- **Selected excerpt**:
|Subbaiah, Chalivendra - U OF ILL, URBANA|
|Kollipara, Krishna - U OF ILL, URBANA|
Submitted to: Journal of Experimental Botany
Publication Type: Peer Reviewed Journal
Publication Acceptance Date: December 22, 1999
Publication Date: N/A
Interpretive Summary: 1) Rationale: The goal here was to determine the role of a protein degrading enzyme during low oxygen conditions in maize during flooding. 2) Accomplishments: The results indicate that this enzyme is involved in killing the root tip during flooding. This tissue draws a lot of energy from the rest of the seedling and is not necessary at this stage of the plant's growth. The process appears to be a mechanism to divert energy toward seedling survival during flooding stress. 3) Significance: The understanding of this enzyme's role in a plant's tolerance of low oxygen-stress conditions will allow for a greater understanding of how plants respond to this stress and may allow for effective methods to produce crop plants that are tolerant to flooding.

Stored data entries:
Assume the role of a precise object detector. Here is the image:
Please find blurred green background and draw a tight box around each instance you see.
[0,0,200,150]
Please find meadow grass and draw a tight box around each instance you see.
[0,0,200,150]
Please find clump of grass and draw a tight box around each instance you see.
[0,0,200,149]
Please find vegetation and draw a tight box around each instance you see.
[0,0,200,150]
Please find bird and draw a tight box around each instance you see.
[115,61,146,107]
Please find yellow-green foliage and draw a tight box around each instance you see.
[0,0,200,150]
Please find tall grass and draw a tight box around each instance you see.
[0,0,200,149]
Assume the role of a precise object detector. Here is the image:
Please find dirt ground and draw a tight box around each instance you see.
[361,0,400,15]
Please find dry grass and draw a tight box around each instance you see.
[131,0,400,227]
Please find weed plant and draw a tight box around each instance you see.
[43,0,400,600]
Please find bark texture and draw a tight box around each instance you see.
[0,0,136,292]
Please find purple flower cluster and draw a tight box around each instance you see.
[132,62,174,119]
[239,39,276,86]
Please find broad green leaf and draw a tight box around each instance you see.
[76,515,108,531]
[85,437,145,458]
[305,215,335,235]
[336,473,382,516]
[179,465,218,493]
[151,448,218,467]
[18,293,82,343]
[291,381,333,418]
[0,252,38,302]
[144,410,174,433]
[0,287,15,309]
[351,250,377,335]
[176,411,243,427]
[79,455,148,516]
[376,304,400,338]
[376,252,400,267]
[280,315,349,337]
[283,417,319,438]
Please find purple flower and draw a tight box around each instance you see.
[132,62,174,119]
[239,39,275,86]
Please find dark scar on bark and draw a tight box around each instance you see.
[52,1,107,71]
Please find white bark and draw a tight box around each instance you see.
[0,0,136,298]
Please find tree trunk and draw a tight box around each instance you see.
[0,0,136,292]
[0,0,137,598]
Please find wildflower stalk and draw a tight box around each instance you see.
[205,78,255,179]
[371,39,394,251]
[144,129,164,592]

- **Problem to solve**: In the maize flooding summary, which journal was the work submitted to? Answer from the maize flooding summary alone.

- **Response**: Journal of Experimental Botany